**DIRECTIVES:**
1. Return the stretch of the piranha price thread from "Red's= $8.00 a" through "(Nov 25, 2003)".
2. Name every item listed in the post by X-D-X in the piranha price thread.

**PROVIDED TEXT:**
################

# What does it cost for you???



## mala78 (Dec 11, 2003)

I'm curious what people have to pay for p's and feeders over the world...

Here in holland i payed:

9 EURO / 11 US $ for my red bellies
0,57 EURO / 0,70 US $ for feeders (goldfish)


----------



## Noble (Nov 9, 2003)

Well, its really only classifieds here in U.S. Venice Wyoming or order the P's;-D.

But feeders are 12 for $3.
Shrimp is like $7 for a bag of about 20
fillets depend on fish.
large cichlid pellets (which my P's actually eat) $11, but its a pretty nice size bag.
Nightcrawlers are $3 for 12 in a styrofoam cup.
Bloodworms (now too small for the P's but still good feeder, tetra, and guppie food is like $4 for a container a little smaller then a can of soda.


----------



## bubba_519 (Dec 13, 2003)

I'm in canada and for the cost of fish alone, I can get 4 red bellies for 30$.


----------



## traumatic (Jan 29, 2003)

I pay: $0.10-$0.15 for feeders (each).

3 rbp for $15 @ 1/2 inch or 13mm


----------



## pamonster (Jun 26, 2003)

I'm in Iowa, USA. I got my reds when they were the size of a dime and they cost me $9 each. Feeders here are $2 for 12, but the guy usually tosses in a few extra.


----------



## sccavee (Feb 11, 2003)

I pay $1 for 10 feeder comets about 2-3".


----------



## 1waypiranha (Nov 6, 2003)

here in ny..since P's are illegal i can get RBP--1"$8--2"$12--3"$20--6"$50......i can get feeders of any size for $.10 cents each...and fish fillets depends on size...i can get krill--for small=$6....medium=$12...large=$25...thats just about it


----------



## X-D-X (Jul 3, 2003)

Red's= $8.00 a piece
Feeders= $.12 a piece
Beefheart= $2.00 a pound
Shrimp= Depends on Season
Krill= $4.00 a 1/2 pound


----------



## Red Eyes (Nov 25, 2003)

################

**COLLECTED MATERIAL:**
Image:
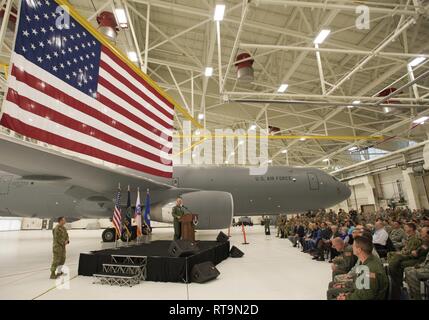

################

**WORKED SOLUTIONS:**
1.
Red's= $8.00 a piece
Feeders= $.12 a piece
Beefheart= $2.00 a pound
Shrimp= Depends on Season
Krill= $4.00 a 1/2 pound


----------



## Red Eyes (Nov 25, 2003)

2.
Red's
Feeders
Beefheart
Shrimp
Krill